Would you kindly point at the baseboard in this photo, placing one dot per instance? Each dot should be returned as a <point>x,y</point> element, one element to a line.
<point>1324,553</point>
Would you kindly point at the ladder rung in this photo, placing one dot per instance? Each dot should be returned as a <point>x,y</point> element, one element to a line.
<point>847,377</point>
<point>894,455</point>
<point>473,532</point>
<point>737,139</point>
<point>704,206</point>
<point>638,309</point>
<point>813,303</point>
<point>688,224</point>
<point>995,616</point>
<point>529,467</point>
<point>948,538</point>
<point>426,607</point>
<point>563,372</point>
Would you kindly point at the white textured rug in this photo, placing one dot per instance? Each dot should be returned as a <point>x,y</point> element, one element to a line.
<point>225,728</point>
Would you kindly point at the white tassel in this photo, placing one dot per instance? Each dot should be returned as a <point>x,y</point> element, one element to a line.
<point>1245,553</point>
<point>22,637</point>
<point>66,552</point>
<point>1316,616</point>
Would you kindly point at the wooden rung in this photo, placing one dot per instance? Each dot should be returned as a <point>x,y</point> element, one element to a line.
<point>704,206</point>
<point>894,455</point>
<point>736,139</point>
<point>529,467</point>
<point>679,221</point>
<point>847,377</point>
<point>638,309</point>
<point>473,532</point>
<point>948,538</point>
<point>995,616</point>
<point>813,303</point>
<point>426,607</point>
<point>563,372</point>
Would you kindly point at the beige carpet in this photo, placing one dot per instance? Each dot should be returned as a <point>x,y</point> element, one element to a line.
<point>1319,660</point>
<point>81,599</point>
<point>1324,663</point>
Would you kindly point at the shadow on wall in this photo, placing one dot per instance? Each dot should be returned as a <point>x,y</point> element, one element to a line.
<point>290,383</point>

**Exercise**
Line by line, output the data precisely as shown above.

**Final answer**
Would you kindly point at the baseboard in this photo, placing one dot per instance? Each dot should be returned as a <point>x,y</point> element, one element to a line.
<point>1324,553</point>
Would you kindly point at the ladder rung in this photo, placing one dot per instance? Each dot should be returned as a <point>x,y</point> element, one element to a line.
<point>847,377</point>
<point>894,455</point>
<point>473,532</point>
<point>737,139</point>
<point>704,206</point>
<point>638,309</point>
<point>813,303</point>
<point>688,224</point>
<point>995,616</point>
<point>529,467</point>
<point>948,538</point>
<point>426,607</point>
<point>563,372</point>
Would you kindly point at the white textured rug in this photo, placing one dot per instance? Each dot should be returned as a <point>x,y</point> element, one element to a line.
<point>225,728</point>
Would you kindly point at the white tassel in this photo, placing one dot per instance? Each dot should be returned as a <point>x,y</point> element, one element to a line.
<point>1245,553</point>
<point>22,637</point>
<point>66,552</point>
<point>1316,616</point>
Would you kindly point at the wooden rung in this photo, placing one dot per instance? Each dot should be returned as a <point>x,y</point> element, one element to a line.
<point>704,206</point>
<point>894,455</point>
<point>736,139</point>
<point>529,467</point>
<point>679,221</point>
<point>847,377</point>
<point>638,309</point>
<point>473,532</point>
<point>948,538</point>
<point>995,616</point>
<point>813,303</point>
<point>426,607</point>
<point>563,372</point>
Would you kindly point at the beige carpet in this photo, placing one dot per instance? Each dot should be returned as a <point>x,y</point> element, one element to a line.
<point>1319,660</point>
<point>81,599</point>
<point>1324,663</point>
Would you kindly point at the shadow on wall in this photo, placing one dot per instance? Each dot should be returned as a <point>x,y</point> element, one element to a line.
<point>290,383</point>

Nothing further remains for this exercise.